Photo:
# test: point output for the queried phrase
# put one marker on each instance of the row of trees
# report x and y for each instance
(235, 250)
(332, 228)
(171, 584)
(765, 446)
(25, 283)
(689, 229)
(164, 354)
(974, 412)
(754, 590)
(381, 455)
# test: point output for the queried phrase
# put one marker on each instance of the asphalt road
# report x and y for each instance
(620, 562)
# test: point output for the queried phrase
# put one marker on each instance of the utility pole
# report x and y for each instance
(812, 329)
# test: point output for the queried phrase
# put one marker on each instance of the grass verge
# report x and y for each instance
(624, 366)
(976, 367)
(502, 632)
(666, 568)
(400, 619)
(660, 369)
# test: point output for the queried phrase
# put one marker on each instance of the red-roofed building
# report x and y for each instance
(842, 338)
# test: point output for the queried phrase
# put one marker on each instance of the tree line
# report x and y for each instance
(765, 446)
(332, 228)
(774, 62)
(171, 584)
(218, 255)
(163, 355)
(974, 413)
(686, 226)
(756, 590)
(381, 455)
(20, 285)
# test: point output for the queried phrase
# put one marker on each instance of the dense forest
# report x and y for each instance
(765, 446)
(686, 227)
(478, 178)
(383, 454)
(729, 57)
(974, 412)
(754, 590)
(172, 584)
---+---
-- Deine Aufgabe --
Kannst du sämtliche Zeilen der obigen Datensätze Zeichen für Zeichen unverändert abschreiben?

-- Lösung --
Photo:
# test: point output for the queried phrase
# put one marker on each instance of the row of trees
# report x and y for each instance
(235, 250)
(332, 228)
(171, 584)
(765, 446)
(25, 283)
(689, 229)
(164, 354)
(974, 412)
(754, 590)
(381, 455)
# test: point output for the queried phrase
# put one marker on each instance of the asphalt road
# report x and y for each instance
(620, 562)
# test: point output for the queried phrase
# put one marker on each instance of the utility pole
# report x and y for each instance
(812, 329)
# test: point output for the queried phrase
# put one marker on each instance of the grass verge
# report x and y for each instance
(624, 366)
(976, 367)
(502, 632)
(666, 568)
(400, 619)
(660, 369)
# test: point output for the queried phrase
# put one marker on each instance of the red-roofed building
# report x and y for each instance
(842, 338)
# test: point output for the queried phrase
# put one marker on each instance of the tree line
# report x and y for each instance
(765, 446)
(332, 228)
(774, 62)
(171, 584)
(218, 255)
(163, 355)
(974, 413)
(686, 226)
(756, 590)
(381, 455)
(20, 285)
# test: point output for the queried phrase
# put one marker on each instance of the dense forest
# report x and y for each instance
(765, 446)
(686, 227)
(478, 178)
(383, 454)
(729, 57)
(974, 412)
(754, 590)
(172, 584)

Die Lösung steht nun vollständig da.